DOCUMENT SECTION:
========================================================================
Commit graph

33 commits

Author SHA1 Message Date
rcourtman
0223a52f82 Fix cluster proxy token collision - store per-node control tokens
When multiple cluster nodes register sensor-proxy, each registration
was overwriting the previous node's control token on the shared
PVEInstance. This caused "Proxy token not recognized" errors on all
but the last-registered node.

Changes:
- Add TemperatureProxyControlToken field to ClusterEndpoint struct
- Store control tokens per-endpoint for cluster registrations
- Check both instance-level and endpoint-level tokens when validating

Related to #738
2025-11-30 20:37:58 +00:00
rcourtman
0dc0235f77 chore: remove dead code and unused files
Remove 604 lines of unreachable code identified by deadcode analysis:
- internal/config/credentials.go: unused credential resolver
- internal/config/registration.go: unused registration config
- internal/monitoring/poller.go: unused channel-based polling (keep types)
========================================================================
JOB 1:
Answer these questions about the commit graph, one line each:
(a) Which struct receives the new TemperatureProxyControlToken field?
(b) How many lines of unreachable code does the dead-code cleanup commit remove?
(c) What error did nodes other than the last-registered one report?
JOB 2:
Carry on the commit graph above from its last line, keeping the same author, SHA, message and date layout.

[Data records]
========================================================================
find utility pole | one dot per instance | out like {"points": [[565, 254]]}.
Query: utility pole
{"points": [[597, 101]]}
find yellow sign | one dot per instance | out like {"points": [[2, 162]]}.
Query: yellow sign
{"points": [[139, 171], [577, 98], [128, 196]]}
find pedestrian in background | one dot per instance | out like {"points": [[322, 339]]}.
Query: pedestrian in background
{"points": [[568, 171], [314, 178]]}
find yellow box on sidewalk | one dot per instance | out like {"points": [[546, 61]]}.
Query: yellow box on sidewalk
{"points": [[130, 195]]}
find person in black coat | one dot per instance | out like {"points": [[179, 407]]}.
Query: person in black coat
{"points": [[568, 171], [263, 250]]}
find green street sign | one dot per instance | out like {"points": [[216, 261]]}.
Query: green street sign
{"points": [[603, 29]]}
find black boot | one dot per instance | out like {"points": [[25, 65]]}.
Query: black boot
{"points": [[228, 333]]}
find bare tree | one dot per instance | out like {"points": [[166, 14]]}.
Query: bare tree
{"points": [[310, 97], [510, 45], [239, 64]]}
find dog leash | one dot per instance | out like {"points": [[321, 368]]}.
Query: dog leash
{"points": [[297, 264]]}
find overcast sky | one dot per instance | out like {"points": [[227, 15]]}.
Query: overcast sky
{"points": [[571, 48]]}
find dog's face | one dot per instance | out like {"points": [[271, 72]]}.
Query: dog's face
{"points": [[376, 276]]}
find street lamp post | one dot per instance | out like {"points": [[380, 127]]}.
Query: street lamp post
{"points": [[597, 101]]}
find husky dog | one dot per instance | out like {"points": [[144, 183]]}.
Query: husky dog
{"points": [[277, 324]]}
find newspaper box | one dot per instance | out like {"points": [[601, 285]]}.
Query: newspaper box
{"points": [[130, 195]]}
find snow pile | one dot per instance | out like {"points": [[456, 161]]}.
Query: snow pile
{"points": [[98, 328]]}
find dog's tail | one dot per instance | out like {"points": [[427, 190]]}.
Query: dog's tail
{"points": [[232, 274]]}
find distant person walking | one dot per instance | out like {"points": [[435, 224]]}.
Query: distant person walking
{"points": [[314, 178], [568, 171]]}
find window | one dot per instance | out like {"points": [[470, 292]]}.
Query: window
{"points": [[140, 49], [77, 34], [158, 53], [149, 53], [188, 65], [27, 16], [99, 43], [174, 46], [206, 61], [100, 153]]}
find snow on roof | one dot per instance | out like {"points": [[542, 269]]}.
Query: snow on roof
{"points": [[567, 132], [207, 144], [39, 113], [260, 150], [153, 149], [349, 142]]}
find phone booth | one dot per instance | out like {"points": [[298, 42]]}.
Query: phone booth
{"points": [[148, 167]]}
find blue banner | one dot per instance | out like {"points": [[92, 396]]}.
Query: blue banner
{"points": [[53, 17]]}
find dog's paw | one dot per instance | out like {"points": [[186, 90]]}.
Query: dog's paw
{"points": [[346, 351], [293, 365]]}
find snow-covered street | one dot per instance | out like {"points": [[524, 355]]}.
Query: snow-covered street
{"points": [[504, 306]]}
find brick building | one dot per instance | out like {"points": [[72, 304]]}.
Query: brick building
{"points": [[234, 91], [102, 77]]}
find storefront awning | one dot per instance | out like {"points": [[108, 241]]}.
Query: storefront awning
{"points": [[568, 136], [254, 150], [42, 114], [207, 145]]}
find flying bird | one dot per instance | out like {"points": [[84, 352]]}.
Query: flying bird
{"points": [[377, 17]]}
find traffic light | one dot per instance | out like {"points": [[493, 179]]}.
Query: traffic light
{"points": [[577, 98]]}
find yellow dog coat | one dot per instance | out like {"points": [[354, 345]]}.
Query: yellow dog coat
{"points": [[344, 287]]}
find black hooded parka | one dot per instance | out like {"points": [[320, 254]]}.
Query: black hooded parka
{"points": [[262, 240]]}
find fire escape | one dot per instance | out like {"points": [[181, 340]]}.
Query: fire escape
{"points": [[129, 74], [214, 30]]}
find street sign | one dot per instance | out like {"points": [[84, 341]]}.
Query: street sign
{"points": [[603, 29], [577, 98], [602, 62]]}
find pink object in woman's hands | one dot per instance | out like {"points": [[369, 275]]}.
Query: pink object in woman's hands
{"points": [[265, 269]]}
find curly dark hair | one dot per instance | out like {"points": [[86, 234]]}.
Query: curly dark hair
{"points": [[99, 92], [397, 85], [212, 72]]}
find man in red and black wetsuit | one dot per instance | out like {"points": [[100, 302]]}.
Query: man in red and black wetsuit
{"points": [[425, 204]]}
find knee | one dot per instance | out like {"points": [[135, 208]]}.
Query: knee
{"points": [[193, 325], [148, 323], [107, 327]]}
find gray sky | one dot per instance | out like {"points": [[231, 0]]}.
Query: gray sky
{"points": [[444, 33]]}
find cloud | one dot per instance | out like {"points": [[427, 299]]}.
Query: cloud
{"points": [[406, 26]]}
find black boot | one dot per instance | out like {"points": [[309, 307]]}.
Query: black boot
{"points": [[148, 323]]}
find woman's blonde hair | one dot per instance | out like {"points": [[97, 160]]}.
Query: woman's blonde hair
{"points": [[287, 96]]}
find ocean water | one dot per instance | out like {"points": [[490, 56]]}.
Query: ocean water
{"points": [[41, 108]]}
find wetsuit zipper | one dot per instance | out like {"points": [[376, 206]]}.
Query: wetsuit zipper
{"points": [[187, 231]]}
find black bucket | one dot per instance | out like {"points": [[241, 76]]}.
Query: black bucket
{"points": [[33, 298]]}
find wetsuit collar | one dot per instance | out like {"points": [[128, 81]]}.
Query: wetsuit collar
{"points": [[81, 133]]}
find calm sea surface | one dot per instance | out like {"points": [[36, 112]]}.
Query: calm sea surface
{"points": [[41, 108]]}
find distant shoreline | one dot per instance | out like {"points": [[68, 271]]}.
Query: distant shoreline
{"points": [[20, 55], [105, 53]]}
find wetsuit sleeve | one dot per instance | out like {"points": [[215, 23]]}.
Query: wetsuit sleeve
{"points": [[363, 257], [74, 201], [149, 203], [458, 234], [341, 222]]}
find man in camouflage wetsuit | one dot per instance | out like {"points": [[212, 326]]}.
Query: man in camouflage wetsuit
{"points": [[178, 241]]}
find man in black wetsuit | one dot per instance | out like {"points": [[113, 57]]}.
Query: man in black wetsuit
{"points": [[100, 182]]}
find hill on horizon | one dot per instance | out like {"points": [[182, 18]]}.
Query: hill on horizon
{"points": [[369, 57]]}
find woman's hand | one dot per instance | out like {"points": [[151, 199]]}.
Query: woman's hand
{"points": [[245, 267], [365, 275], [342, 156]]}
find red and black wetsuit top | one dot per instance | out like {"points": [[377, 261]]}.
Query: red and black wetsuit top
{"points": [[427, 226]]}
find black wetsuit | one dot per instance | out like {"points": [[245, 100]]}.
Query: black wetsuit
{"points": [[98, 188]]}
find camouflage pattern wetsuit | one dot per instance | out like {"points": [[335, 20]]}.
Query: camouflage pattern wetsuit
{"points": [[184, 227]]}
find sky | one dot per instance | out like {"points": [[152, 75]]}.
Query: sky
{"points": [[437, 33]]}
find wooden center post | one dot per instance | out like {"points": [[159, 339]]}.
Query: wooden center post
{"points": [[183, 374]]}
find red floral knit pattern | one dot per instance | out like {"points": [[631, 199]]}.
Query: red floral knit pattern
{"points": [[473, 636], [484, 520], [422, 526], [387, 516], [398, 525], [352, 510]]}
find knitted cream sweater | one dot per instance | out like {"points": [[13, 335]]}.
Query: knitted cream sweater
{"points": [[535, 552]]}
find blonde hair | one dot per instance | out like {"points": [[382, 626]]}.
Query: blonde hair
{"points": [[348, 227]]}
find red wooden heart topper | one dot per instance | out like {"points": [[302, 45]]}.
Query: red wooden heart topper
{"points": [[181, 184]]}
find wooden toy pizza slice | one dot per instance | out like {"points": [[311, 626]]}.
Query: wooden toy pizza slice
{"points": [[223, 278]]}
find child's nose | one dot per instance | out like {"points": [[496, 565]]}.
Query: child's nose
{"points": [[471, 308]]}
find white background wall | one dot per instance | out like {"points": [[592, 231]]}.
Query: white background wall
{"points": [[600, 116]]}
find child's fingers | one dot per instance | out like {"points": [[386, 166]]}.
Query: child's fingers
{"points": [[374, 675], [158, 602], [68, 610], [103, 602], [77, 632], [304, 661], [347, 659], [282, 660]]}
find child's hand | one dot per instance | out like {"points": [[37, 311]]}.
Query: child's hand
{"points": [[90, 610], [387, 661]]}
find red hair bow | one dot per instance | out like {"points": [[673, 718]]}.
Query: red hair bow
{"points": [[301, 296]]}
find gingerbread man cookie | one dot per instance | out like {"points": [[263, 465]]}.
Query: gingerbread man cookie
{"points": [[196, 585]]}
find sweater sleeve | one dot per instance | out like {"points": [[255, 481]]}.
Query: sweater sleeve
========================================================================
EXPECTED ANSWER 1:
(a) ClusterEndpoint
(b) 604
(c) "Proxy token not recognized"

EXPECTED ANSWER 2:
- internal/api/middleware.go: unused TimeoutHandler, JSONHandler, NewAPIError, ValidationError
- internal/api/security.go: unused IsLockedOut, SecurityHeaders
- internal/api/auth.go: unused min helper
- internal/config/config.go: unused SaveConfig
- internal/config/client_helpers.go: unused CreatePBSConfigFromFields
- internal/logging/logging.go: unused NewRequestID
2025-11-27 00:05:04 +00:00
courtmanr@gmail.com
930c086556 WIP: Save all pending changes including frontend updates and unified agent scaffolding 2025-11-25 11:27:07 +00:00
courtmanr@gmail.com
f4c2bd7c35 Implement UI toggle for Hide Local Login (related to issue #750) 2025-11-25 08:14:19 +00:00
courtmanr@gmail.com
f347dedcdd Add PULSE_AUTH_HIDE_LOCAL_LOGIN option to hide password form
Implements #750 - allows hiding the username/password login form when
using OIDC SSO to avoid user confusion, while maintaining security.

- Added HideLocalLogin config option (env: PULSE_AUTH_HIDE_LOCAL_LOGIN)
- Exposed hideLocalLogin in /api/security/status endpoint
- Updated Login.tsx to conditionally hide local login form
- Added escape hatch via ?show_local=true URL parameter

This approach avoids the security and upgrade issues that led to
DISABLE_AUTH being removed (see #707, #678), while solving the UX
problem of users being confused by multiple login options.
2025-11-24 17:40:43 +00:00
courtmanr@gmail.com
4168eb41f8 Fix host agent registration verification issues (#746)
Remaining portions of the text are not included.